Her husband, “Tiger”, is often absent, spending much of his time on the golf-green practicing his stroke or hanging out at the driving range discussing Phil Mickelson or Tiger Wood’s latest record. Ally handles most of the household chores on top of her mommy-duties. The few household chores reserved for Tiger, such as taking out the trash, often falls on Ally also since Tiger frequently forgets to do them (probably because his brain is full of golf trivia). As for finances, much of his paycheck is spent on golf equipment, lessons and club fees. And though he does love his children and plays with them often, the task of cleaning, feeding, chauffeuring and disciplining is left to Ally. Tiger, on the other hand, knows exactly when to disappear when household or childcare assistance is needed. For this reason, Sally is often mistaken as a single mom.
Genevieve the Lion-Hearted
Genevieve is a Harvard law graduate, an adoption attorney and lobbyist for orphan rights. She is the prototypical New York City career woman whose social network includes some of the city’s most influential power players. Being of French and Korean descent, she is enchantingly beautiful with long brown hair, golden-amber eyes and ivory skin though she tries to downplay her good-looks with unassuming attire. Her natural charm, genuine interest, friendly warmth and compassion for all people are disarming, causing everyone she encounters to love her. She has her pick of admirers, yet for some inexplicable reason, she has chosen “Axl”.
Like Axl Rose of Guns N’ Roses, Genevieve’s Axl is emotionally unbalanced, explosively temperamental and insanely egomaniacal. He is a Wall Street stockbroker, which is rather surprising given his inability to contain his emotional outbursts. At home, when he loses his temper, Axl would go into a shouting fit, randomly cursing at Genevieve as well as anyone around, reminding me of a patient with Tourette’s. When he is not throwing a temper tantrum, he is restlessly puttering about the house, trying to find a project to keep busy but never able to stay with it for long because his interest wanes rapidly like that of a hyperactive child with ADD. So it is up to Genevieve to keep Axl’s enormous ego and temper in check but how her heart withstands his emotional tirades is amazing!
So reflecting on these stories, I can’t help but wonder why someone would put themselves through such psychological and emotional torture. Anyone, especially Brutus, Charlie, Tiger and Axl, should thank the heavens everyday for having such amazing women stand by their sides. But instead, they are the ones being worshipped like gods. So what is it about these undeserving men that these women can’t live without? Is it a fear of being alone or the hope of change that keeps them there? What makes these men (and women as well) worth fighting and suffering for? Is love so blind that they cannot see the reality of their situation or see the true character of their lesser halves? And how much should one tolerate and compromise before walking away? Perhaps I’ve just been living in my safe little world for too long, but I don’t get it. Surely, relationships shouldn’t be as difficult as the ones highlighted in this article.

[Extracted records]
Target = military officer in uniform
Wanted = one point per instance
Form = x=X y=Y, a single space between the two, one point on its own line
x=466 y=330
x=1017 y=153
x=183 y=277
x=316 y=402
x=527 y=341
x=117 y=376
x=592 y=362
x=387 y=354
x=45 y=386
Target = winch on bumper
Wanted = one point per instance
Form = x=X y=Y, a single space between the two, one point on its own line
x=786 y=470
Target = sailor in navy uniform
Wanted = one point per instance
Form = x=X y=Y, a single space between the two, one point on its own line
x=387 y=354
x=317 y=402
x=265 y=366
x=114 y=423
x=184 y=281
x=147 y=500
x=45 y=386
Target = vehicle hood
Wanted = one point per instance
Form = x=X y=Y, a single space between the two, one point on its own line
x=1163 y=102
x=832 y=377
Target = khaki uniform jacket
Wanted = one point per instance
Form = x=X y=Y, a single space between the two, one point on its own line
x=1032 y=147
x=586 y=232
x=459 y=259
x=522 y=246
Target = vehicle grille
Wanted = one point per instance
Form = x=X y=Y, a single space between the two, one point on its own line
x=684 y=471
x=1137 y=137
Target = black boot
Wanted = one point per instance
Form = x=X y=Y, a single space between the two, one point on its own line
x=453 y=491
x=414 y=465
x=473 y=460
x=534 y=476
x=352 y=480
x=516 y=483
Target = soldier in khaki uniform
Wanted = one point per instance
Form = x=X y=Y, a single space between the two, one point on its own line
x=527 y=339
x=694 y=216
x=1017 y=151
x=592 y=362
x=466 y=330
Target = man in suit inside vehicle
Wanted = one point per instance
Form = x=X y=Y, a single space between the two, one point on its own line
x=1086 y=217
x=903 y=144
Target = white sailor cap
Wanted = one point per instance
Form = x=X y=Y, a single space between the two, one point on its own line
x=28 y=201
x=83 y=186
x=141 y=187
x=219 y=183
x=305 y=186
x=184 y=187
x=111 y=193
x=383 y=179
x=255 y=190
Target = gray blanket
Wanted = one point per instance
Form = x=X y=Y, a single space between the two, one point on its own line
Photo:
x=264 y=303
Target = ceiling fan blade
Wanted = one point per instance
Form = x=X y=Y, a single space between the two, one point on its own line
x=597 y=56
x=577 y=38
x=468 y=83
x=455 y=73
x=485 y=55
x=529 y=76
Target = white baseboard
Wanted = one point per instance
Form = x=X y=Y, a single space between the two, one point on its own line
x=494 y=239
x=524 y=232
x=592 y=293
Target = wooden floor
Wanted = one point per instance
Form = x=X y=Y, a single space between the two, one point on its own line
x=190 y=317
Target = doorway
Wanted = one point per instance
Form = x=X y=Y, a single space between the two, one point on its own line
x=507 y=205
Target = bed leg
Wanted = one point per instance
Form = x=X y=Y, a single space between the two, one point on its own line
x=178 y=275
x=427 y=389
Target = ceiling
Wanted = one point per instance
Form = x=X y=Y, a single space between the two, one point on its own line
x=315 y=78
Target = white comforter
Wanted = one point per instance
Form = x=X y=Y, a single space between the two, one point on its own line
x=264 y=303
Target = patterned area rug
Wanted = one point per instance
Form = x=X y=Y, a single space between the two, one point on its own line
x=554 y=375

TASK INSTRUCTIONS
(a) Reproduce the essay on difficult relationships from "Like Axl Rose" up to and including "tirades is amazing!".
(b) Answer these questions about the essay on difficult relationships:
(i) What is much of Tiger's paycheck spent on?
(ii) What work does Genevieve do?
(iii) What is Axl's job?
You won't need the extracted records.

SOLUTION SET
(a)
Like Axl Rose of Guns N’ Roses, Genevieve’s Axl is emotionally unbalanced, explosively temperamental and insanely egomaniacal. He is a Wall Street stockbroker, which is rather surprising given his inability to contain his emotional outbursts. At home, when he loses his temper, Axl would go into a shouting fit, randomly cursing at Genevieve as well as anyone around, reminding me of a patient with Tourette’s. When he is not throwing a temper tantrum, he is restlessly puttering about the house, trying to find a project to keep busy but never able to stay with it for long because his interest wanes rapidly like that of a hyperactive child with ADD. So it is up to Genevieve to keep Axl’s enormous ego and temper in check but how her heart withstands his emotional tirades is amazing!

(b)
(i) Golf equipment, lessons and club fees.
(ii) She is an adoption attorney and a lobbyist for orphan rights.
(iii) He is a Wall Street stockbroker.